**PAGINA**
------------------------------------------------

Dal dialetto arcaico di pezzenti, miserabili ed emarginati al realismo poetico di Franco Scaldati. Catastrofe e salvezza

(di Andrea Bisicchia) Il nome di Franco Scaldati è stato accostato a Pirandello, Testori, Pasolini, con i quali vengono riscontrate convergenze di tipo linguistico, oltre che di tipo sociale, visto che molti dei protagonisti vivevano ai margini delle città, nelle periferie milanesi, quelle del Fabbricone, nelle periferie romane e in quelle palermitane della Zisa. Ma sono stati fatti anche i nomi di Beckett, Copì, Muller, Handke.
C’è da dire che un vero drammaturgo lo si riconosce subito dalla scrittura, ovvero dalla capacità di inventare un lessico che si caratterizza per la novità linguistica, per le sue basi fantasmatiche, per la sonorità e per la capacità di sublimare la realtà, per poterla trasferire in un mondo metaforico, fatto di sogni, di attese e di immaginazione.

------------------------------------------------

**VOCI ESTRATTE**
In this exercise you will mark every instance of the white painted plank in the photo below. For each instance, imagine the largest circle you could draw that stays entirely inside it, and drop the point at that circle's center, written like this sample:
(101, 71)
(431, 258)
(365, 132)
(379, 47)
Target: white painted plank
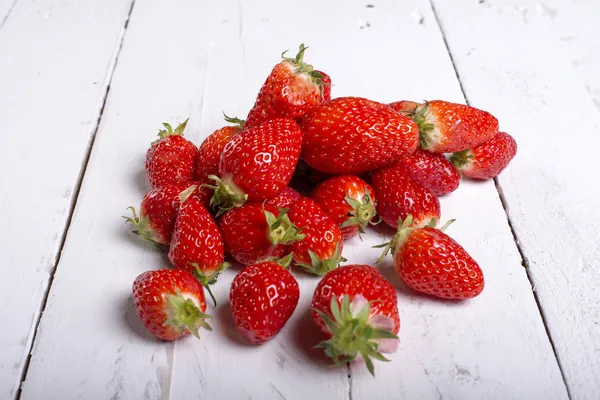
(55, 59)
(511, 61)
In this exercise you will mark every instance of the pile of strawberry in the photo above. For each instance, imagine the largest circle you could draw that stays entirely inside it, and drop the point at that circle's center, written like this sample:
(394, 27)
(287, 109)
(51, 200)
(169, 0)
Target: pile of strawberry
(370, 162)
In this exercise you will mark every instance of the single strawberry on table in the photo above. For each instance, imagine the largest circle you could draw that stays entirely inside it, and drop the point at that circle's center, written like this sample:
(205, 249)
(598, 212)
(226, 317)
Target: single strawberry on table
(431, 262)
(357, 309)
(170, 303)
(291, 90)
(170, 159)
(487, 160)
(446, 127)
(263, 297)
(209, 152)
(348, 200)
(320, 250)
(352, 135)
(255, 232)
(197, 245)
(257, 164)
(433, 171)
(399, 195)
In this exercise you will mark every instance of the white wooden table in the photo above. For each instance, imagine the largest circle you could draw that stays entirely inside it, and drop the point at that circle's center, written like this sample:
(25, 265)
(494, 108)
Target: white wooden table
(84, 86)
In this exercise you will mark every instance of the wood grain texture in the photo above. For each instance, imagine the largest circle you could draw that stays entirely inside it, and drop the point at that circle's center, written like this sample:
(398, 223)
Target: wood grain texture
(513, 50)
(49, 110)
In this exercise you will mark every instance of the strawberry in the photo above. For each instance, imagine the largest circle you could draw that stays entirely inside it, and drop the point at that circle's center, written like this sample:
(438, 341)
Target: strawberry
(399, 195)
(352, 135)
(170, 159)
(209, 152)
(358, 310)
(263, 297)
(291, 89)
(257, 164)
(446, 127)
(431, 262)
(254, 233)
(433, 171)
(348, 200)
(321, 248)
(487, 160)
(170, 303)
(196, 245)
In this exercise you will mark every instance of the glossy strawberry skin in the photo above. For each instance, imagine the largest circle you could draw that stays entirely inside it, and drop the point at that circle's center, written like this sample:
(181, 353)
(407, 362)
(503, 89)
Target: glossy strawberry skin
(331, 194)
(196, 239)
(263, 297)
(245, 232)
(433, 171)
(487, 160)
(352, 135)
(399, 195)
(209, 152)
(456, 127)
(353, 280)
(260, 161)
(150, 291)
(431, 262)
(170, 161)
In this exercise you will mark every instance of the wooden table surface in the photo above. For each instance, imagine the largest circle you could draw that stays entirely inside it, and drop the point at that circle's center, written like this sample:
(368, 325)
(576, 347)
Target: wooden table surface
(84, 86)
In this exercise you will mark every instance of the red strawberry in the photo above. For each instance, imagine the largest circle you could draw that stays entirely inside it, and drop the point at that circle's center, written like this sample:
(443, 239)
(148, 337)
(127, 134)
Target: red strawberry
(433, 263)
(433, 171)
(158, 212)
(209, 152)
(446, 127)
(487, 160)
(197, 245)
(399, 195)
(347, 199)
(263, 297)
(352, 135)
(257, 164)
(254, 233)
(170, 303)
(321, 248)
(170, 160)
(357, 308)
(292, 89)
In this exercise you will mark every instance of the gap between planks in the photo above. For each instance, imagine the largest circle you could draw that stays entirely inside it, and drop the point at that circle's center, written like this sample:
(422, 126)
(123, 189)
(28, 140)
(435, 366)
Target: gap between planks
(76, 189)
(499, 190)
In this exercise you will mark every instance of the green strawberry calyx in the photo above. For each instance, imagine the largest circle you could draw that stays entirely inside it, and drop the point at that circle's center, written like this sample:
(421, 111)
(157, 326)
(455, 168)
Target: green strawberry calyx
(281, 229)
(355, 334)
(184, 314)
(319, 266)
(227, 194)
(363, 211)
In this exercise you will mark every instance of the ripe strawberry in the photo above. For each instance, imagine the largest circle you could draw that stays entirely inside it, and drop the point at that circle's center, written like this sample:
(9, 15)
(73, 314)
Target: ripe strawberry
(352, 135)
(292, 89)
(487, 160)
(321, 248)
(158, 212)
(209, 152)
(196, 245)
(358, 310)
(263, 297)
(399, 195)
(254, 233)
(446, 127)
(170, 303)
(433, 263)
(348, 200)
(170, 159)
(433, 171)
(257, 164)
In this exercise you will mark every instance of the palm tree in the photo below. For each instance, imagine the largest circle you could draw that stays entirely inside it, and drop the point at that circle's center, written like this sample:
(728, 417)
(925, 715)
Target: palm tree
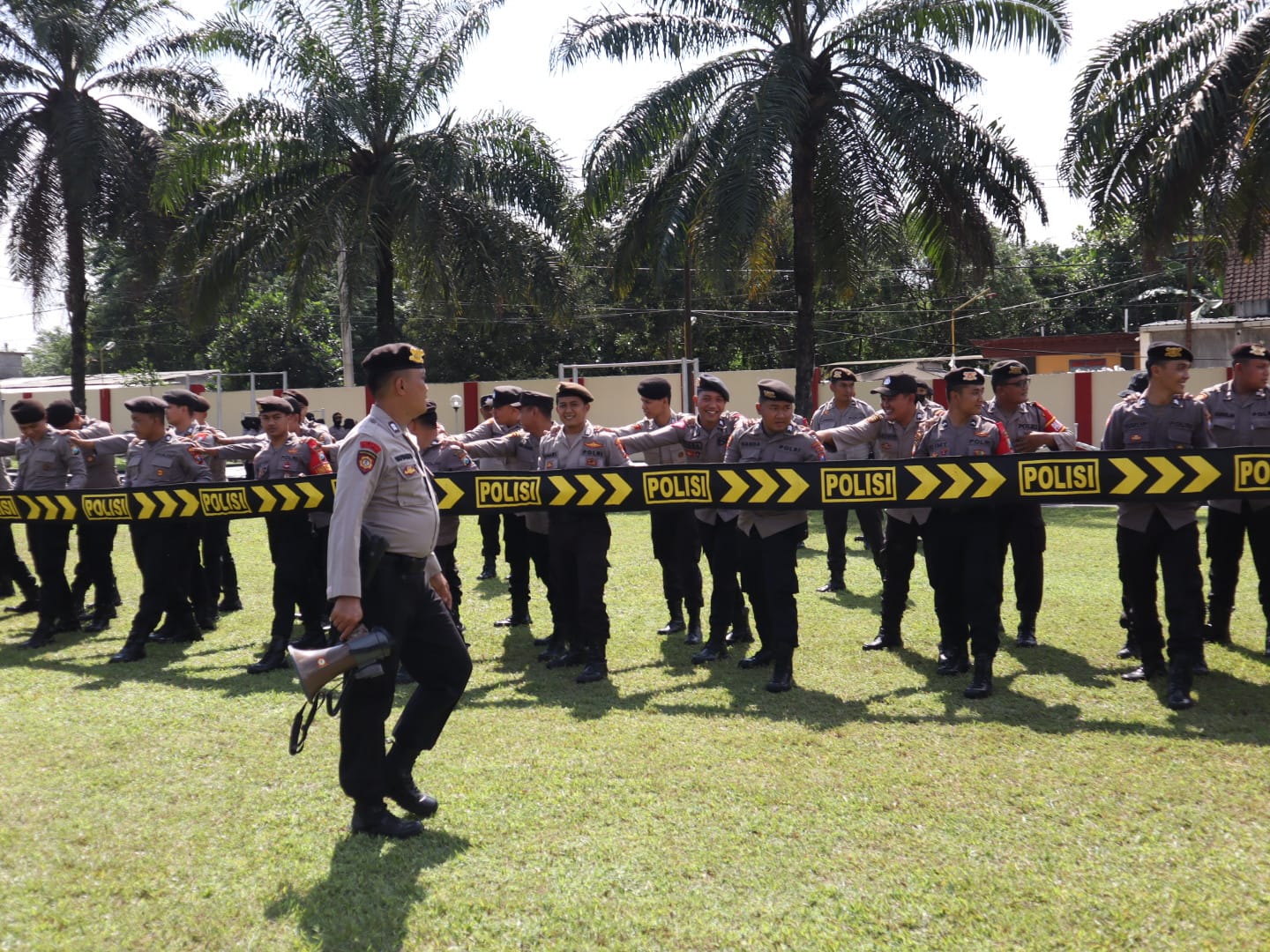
(1169, 121)
(72, 161)
(333, 161)
(843, 106)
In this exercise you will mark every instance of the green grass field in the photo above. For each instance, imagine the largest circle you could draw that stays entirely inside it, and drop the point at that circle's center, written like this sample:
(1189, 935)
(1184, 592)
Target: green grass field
(153, 805)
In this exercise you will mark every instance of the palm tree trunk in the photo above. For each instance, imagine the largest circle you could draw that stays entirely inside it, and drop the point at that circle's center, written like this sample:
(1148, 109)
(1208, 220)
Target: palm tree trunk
(804, 271)
(77, 301)
(385, 271)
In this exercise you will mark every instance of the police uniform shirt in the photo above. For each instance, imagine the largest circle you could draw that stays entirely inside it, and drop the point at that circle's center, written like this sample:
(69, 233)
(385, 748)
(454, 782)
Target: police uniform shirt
(49, 462)
(296, 456)
(1237, 420)
(1179, 424)
(591, 449)
(830, 417)
(700, 446)
(1030, 418)
(755, 444)
(384, 487)
(101, 471)
(886, 439)
(657, 456)
(519, 452)
(163, 462)
(447, 455)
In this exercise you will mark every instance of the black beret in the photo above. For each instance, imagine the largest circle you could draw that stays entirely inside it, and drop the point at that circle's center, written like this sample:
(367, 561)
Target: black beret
(145, 405)
(771, 389)
(183, 398)
(1168, 351)
(542, 401)
(571, 389)
(274, 405)
(1247, 352)
(1006, 371)
(654, 389)
(713, 385)
(26, 412)
(61, 412)
(394, 357)
(963, 377)
(897, 383)
(505, 397)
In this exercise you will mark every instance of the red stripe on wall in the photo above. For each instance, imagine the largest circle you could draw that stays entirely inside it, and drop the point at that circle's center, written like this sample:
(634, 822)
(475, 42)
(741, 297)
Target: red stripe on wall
(1085, 407)
(471, 404)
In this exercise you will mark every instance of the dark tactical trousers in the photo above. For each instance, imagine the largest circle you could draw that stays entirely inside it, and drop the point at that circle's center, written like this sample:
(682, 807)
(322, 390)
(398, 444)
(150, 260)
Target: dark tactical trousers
(836, 519)
(95, 566)
(1224, 537)
(290, 547)
(900, 553)
(768, 574)
(963, 559)
(164, 554)
(1022, 532)
(11, 568)
(429, 645)
(579, 571)
(517, 546)
(49, 544)
(1177, 551)
(489, 524)
(721, 546)
(677, 548)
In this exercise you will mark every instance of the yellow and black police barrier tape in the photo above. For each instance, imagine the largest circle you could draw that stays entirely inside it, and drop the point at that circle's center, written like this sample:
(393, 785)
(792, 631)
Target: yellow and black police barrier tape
(1042, 478)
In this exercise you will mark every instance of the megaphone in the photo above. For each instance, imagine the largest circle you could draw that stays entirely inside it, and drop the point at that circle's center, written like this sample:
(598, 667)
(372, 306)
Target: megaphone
(318, 668)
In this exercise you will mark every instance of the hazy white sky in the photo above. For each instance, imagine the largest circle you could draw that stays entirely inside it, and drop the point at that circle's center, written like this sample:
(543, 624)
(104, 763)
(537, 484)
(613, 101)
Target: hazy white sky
(511, 69)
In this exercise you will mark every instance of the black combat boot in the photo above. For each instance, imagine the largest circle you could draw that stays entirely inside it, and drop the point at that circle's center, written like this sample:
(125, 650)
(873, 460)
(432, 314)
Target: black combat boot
(1027, 629)
(981, 682)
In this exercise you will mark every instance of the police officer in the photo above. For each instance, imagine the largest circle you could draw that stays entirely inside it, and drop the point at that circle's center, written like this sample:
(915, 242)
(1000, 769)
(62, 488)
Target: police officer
(770, 539)
(288, 456)
(503, 419)
(519, 450)
(384, 489)
(48, 461)
(1030, 428)
(164, 548)
(94, 539)
(676, 545)
(1238, 410)
(578, 539)
(892, 435)
(705, 439)
(845, 409)
(489, 524)
(963, 555)
(1163, 533)
(444, 455)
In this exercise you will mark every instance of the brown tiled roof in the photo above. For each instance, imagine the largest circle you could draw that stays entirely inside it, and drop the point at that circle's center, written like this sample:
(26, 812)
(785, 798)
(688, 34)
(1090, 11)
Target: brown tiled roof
(1076, 344)
(1247, 280)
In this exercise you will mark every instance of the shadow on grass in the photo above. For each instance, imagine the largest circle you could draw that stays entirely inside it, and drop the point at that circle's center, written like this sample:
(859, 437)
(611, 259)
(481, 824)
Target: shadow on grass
(367, 896)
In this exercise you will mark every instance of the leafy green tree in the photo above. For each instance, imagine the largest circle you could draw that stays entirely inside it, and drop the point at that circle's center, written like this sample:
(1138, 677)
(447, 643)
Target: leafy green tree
(1168, 123)
(848, 107)
(72, 160)
(335, 156)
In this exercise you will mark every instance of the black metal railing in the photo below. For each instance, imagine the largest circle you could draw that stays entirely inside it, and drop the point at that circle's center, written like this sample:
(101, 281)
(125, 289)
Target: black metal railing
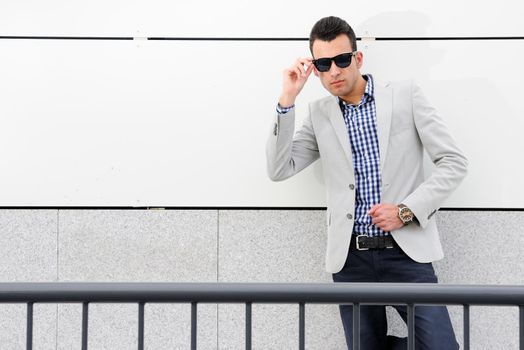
(357, 294)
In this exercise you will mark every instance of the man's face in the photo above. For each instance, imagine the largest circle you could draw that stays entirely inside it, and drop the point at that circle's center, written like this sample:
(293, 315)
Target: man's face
(338, 81)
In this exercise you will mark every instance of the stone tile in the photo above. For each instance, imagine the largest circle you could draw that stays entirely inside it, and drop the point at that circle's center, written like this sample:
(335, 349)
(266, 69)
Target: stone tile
(272, 246)
(28, 247)
(481, 247)
(138, 246)
(275, 246)
(141, 246)
(28, 253)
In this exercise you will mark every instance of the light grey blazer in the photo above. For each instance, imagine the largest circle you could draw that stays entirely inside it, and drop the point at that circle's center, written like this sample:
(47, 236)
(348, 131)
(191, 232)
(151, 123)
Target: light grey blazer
(407, 124)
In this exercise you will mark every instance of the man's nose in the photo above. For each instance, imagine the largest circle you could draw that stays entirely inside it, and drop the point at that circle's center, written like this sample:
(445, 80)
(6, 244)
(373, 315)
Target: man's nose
(334, 70)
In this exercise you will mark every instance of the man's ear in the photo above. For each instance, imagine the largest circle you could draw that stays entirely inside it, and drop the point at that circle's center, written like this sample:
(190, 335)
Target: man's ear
(359, 57)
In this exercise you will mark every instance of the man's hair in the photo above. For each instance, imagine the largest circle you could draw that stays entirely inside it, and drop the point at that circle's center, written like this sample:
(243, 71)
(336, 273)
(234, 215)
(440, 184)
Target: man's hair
(328, 28)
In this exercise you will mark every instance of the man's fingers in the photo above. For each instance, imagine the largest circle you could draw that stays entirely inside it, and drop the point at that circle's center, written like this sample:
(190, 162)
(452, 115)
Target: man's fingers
(373, 210)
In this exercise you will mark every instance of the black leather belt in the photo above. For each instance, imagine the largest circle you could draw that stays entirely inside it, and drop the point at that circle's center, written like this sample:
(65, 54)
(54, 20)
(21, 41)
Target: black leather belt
(363, 242)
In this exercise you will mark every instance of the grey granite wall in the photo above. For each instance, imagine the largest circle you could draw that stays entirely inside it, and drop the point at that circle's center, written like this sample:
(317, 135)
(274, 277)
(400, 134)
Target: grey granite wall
(226, 246)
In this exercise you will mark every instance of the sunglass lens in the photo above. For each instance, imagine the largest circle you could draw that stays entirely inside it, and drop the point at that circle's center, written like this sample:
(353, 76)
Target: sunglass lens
(323, 64)
(343, 60)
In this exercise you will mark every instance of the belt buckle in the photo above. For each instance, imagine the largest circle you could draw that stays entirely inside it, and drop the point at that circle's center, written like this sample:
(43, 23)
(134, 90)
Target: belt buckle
(358, 245)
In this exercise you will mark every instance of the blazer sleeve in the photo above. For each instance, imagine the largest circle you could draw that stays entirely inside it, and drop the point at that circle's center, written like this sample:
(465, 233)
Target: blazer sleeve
(450, 162)
(286, 154)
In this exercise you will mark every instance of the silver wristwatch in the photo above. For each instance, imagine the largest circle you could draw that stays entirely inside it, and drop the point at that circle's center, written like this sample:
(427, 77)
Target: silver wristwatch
(405, 214)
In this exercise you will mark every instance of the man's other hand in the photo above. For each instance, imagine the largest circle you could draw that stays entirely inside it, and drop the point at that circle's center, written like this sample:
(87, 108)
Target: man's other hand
(385, 216)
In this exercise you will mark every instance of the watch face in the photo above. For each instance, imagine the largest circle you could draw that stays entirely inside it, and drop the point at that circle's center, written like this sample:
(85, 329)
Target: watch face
(406, 214)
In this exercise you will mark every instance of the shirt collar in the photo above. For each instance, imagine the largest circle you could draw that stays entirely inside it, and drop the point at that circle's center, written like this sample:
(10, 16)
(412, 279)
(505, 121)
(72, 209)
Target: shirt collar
(368, 92)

------------------------------------------------

**COMPITO ASSEGNATO 1**
Traduci in inglese questa frase della pagina su Franco Scaldati: "Ma sono stati fatti anche i nomi di Beckett, Copì, Muller, Handke."
**COMPITO ASSEGNATO 2**
Restituisci tutte le righe delle voci in cui compare la parola "calyx".

**RISULTATO FINALE 1**
But the names of Beckett, Copì, Muller, and Handke have also been mentioned.

**RISULTATO FINALE 2**
In this exercise you will mark every instance of the green strawberry calyx in the photo above. For each instance, imagine the largest circle you could draw that stays entirely inside it, and drop the point at that circle's center, written like this sample:
Target: green strawberry calyx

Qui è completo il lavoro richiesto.